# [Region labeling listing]
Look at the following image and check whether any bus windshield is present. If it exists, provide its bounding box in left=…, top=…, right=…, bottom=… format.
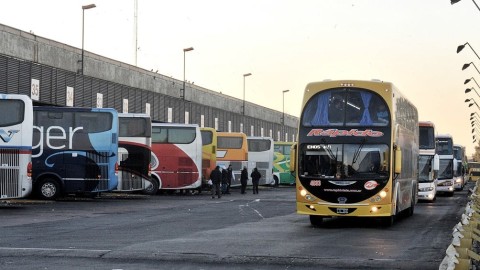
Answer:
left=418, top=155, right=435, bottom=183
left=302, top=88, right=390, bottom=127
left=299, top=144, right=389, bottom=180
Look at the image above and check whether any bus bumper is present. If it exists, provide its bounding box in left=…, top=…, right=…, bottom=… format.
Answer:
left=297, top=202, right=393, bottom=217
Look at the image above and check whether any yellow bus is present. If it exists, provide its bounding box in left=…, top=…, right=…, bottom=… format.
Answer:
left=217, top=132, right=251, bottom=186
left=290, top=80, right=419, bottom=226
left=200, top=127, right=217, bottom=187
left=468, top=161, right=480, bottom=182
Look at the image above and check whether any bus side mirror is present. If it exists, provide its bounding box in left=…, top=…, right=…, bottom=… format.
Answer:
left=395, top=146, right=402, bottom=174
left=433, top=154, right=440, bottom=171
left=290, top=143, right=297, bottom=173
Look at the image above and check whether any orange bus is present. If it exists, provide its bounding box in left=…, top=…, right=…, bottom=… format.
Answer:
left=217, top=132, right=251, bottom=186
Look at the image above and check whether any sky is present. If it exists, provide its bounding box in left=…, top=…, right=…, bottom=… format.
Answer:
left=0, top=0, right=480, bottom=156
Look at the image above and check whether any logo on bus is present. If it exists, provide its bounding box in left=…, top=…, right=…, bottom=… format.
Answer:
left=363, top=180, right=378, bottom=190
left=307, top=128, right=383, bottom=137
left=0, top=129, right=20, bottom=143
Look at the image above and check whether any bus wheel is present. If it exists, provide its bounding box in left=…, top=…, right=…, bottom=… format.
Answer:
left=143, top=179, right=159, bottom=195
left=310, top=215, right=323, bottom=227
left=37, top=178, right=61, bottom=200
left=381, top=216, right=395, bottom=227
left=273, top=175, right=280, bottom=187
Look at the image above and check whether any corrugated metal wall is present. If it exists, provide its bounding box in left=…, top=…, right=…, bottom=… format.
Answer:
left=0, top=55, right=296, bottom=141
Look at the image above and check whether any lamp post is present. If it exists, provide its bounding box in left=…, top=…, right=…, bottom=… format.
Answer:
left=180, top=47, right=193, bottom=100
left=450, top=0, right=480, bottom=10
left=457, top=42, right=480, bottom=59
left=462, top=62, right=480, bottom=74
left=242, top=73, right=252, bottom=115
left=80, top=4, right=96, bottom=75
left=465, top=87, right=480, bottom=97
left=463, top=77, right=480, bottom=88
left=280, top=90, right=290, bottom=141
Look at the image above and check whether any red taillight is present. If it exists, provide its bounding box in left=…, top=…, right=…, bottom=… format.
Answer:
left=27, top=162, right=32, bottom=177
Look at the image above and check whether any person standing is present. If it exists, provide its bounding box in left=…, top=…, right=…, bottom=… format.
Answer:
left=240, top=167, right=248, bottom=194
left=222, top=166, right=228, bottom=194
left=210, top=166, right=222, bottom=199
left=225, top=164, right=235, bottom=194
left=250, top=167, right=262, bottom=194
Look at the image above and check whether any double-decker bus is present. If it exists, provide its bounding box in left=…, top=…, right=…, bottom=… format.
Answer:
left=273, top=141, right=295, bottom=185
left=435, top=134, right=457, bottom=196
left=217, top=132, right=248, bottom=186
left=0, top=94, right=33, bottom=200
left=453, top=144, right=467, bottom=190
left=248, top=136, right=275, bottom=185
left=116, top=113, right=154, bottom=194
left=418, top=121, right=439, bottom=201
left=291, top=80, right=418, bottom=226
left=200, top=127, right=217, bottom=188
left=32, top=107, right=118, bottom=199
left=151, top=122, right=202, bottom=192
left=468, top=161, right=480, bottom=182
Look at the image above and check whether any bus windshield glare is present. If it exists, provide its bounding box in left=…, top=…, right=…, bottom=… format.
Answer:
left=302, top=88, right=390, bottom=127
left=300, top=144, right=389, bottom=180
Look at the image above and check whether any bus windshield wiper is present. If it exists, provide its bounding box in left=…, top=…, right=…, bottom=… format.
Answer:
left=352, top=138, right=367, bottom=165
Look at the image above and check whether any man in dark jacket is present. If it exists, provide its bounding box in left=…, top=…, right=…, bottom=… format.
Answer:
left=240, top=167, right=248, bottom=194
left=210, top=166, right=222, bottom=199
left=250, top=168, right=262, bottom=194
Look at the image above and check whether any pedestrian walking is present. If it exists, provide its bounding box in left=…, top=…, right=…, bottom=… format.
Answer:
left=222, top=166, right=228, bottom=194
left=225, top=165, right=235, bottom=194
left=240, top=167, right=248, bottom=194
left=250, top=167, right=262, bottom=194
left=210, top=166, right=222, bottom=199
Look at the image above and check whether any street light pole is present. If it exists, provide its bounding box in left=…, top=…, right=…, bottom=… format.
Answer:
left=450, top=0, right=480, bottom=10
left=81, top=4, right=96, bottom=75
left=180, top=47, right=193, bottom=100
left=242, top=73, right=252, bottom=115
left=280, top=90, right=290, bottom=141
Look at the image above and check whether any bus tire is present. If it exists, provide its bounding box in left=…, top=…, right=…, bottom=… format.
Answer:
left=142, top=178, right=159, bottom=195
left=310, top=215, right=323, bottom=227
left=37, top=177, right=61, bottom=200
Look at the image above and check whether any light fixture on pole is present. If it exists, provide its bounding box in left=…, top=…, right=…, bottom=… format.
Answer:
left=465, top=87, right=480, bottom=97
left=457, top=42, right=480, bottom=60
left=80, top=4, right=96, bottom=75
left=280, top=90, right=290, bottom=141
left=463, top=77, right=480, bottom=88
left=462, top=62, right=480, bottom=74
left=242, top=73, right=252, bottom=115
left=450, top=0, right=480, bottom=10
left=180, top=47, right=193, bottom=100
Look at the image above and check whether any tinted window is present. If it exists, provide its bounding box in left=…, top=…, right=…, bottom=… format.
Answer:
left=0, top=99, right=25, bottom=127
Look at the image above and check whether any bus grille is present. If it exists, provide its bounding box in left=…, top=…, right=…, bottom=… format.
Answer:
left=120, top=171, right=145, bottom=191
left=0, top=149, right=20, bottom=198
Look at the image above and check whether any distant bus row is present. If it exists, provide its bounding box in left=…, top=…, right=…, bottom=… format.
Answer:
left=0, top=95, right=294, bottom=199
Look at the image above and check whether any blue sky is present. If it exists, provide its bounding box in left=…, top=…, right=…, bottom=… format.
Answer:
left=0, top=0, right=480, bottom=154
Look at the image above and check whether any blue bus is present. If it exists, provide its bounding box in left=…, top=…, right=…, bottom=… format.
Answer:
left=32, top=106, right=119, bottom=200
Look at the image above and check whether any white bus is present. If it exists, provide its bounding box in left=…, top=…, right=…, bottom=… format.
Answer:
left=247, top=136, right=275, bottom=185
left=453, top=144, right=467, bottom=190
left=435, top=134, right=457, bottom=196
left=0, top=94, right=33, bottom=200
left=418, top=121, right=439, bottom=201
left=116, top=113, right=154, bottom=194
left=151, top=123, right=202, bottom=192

# [SHORT EXERCISE]
Rewrite the lines starting with the line containing "Look at the image above and check whether any blue sky" and going on through the line containing "left=0, top=0, right=480, bottom=154", changing "blue sky" to "clear sky" and keeping everything else unchanged.

# [ANSWER TO THE EXERCISE]
Look at the image above and check whether any clear sky is present. If it exists, provide its bounding box in left=…, top=…, right=…, bottom=… format.
Answer:
left=0, top=0, right=480, bottom=154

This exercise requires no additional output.